(Data shown)
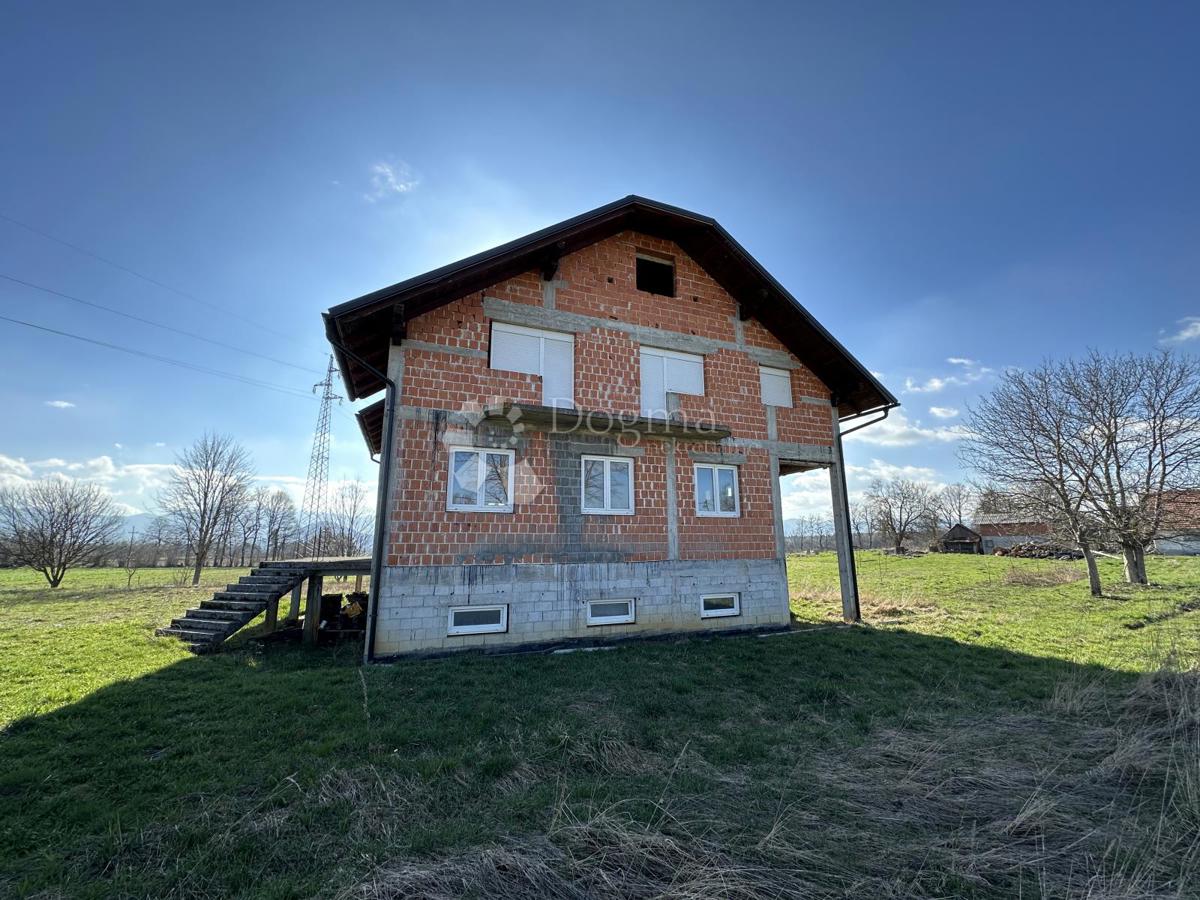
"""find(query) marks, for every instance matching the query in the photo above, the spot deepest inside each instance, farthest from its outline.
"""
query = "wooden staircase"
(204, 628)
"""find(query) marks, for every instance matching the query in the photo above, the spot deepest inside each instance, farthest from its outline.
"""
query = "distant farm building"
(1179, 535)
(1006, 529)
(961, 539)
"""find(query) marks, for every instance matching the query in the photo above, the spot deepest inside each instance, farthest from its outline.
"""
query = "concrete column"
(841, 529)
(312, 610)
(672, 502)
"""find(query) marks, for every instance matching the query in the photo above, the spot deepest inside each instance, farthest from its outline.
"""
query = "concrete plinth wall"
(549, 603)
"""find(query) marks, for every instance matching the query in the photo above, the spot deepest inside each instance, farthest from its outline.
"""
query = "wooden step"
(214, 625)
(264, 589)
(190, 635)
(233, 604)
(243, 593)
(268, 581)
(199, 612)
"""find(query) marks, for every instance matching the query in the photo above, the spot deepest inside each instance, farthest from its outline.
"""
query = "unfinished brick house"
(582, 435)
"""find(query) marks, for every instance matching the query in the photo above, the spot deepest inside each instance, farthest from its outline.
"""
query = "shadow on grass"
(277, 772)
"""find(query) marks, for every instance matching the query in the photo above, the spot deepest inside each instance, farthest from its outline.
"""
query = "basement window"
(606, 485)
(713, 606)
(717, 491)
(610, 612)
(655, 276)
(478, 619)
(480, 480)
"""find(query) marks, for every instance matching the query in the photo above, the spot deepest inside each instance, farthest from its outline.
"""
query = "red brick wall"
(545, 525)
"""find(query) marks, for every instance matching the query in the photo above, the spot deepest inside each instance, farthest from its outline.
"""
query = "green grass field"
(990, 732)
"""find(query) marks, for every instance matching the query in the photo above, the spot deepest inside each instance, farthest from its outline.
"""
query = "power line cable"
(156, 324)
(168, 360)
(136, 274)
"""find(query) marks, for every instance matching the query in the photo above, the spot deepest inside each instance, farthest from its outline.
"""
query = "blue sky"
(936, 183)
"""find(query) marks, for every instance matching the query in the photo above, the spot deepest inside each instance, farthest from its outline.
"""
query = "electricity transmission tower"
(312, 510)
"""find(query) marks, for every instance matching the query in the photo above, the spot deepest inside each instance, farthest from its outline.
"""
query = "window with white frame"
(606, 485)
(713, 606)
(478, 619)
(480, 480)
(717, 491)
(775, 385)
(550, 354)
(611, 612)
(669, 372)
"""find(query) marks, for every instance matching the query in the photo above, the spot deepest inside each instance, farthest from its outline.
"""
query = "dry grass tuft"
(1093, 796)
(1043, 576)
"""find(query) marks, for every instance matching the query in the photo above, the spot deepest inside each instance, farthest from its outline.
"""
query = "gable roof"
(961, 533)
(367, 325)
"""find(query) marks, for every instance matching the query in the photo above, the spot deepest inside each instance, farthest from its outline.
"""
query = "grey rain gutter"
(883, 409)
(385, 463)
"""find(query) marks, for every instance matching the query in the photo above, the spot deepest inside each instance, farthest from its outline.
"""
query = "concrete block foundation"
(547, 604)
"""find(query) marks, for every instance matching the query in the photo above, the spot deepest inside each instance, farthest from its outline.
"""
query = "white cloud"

(Exercise objective)
Without including any picture, repeat the data exactly.

(Exercise result)
"""find(query) marks, for every instance matching the query in the photo above, the spot deepest inside each instance, farthest from its outline.
"""
query = "wooden staircase"
(204, 628)
"""find(query) marks, for every instance matching the query in the photo above, the spot deepest inside each instance, farthest from its outline.
"""
query = "distant farm building"
(1179, 535)
(1006, 529)
(961, 539)
"""find(query) marks, for every instance matching the query in the photo above, the spot deepest inside each instance, farthest from its outline.
"""
query = "concrete column"
(841, 529)
(312, 610)
(672, 502)
"""find(query) marks, for every instance matching the query in the photo above, the spot deepest inside each instance, farthest from its outline.
"""
query = "concrete plinth wall"
(549, 603)
"""find(query) marks, for every instance matching the query in the photo above, the spot deepest inside each instance, farthest from its outline.
"""
query = "wooden step"
(214, 625)
(264, 589)
(190, 635)
(233, 604)
(243, 593)
(268, 581)
(199, 612)
"""find(query) marks, for every instance matching the query in the photo above, the spot deepest inside each instance, farthest from its outline.
"""
query = "unfinished brick house"
(582, 435)
"""find(query) marks, for every instance matching the query in the photo above, the spot deepest inside each instance, farthest from its outline.
"""
query = "shadow on grass"
(277, 772)
"""find(query) marks, for every instance matching the query in the photo above, the spot deepest inside each instance, farthest from its outline.
"""
query = "basement window"
(606, 485)
(713, 606)
(717, 491)
(610, 612)
(655, 276)
(478, 619)
(480, 480)
"""find(query) marks, for every instance matching the query in the photo above, the spot deepest inside each instance, farthest from its outline.
"""
query = "red brick wall"
(545, 525)
"""find(query) marks, for every instance matching the query in the photo above, the spot deepest inside each instance, farthest from its outline.
"""
query = "green grass field"
(990, 732)
"""find(query) marks, for every instance matching the query in the photo above, the spot deepest inside each instance, farthest from its outline.
"""
query = "power line cable"
(156, 324)
(168, 360)
(136, 274)
"""find(query) marks, for every instance matching the query in the photo above, the spot deepest inside each instance, farthest from its outline.
"""
query = "blue sky"
(936, 183)
"""find(query) marks, for every instance matching the query in the photo above, the spot deepest inside each instance, farthest from its outline.
"""
query = "electricity transmission tower"
(312, 510)
"""find(query) marks, for every instance matching the query in the photo above, the spot deepest inside each instance, farthest from its outline.
"""
query = "window with white frame"
(606, 485)
(713, 606)
(478, 619)
(480, 480)
(717, 491)
(775, 385)
(550, 354)
(611, 612)
(669, 372)
"""find(query) marks, for every instance matching the query in the photo above, the spot deepest inside each instance, farthest from its outline.
"""
query = "dry grass tuft"
(1093, 796)
(1043, 576)
"""find(query) marks, for every instance matching the query in the photo above, the spot deepest inside each instance, farthest from its outline.
"""
query = "gable roof"
(961, 533)
(367, 325)
"""find(query) marks, for every instance matching the query in the photo above, the spot deepest inside each instance, farthest from its outline.
"""
query = "grey rain gutter"
(883, 409)
(385, 463)
"""find(query) marks, for every instance matching the query in the photo above, the spot deepest inside each instance, farthest from its outline.
"""
query = "concrete block foundation"
(547, 604)
"""find(query) marks, for every instance matching the query in the photo above, the spot deepest inside each instance, farthest from its outline.
"""
query = "white cloud"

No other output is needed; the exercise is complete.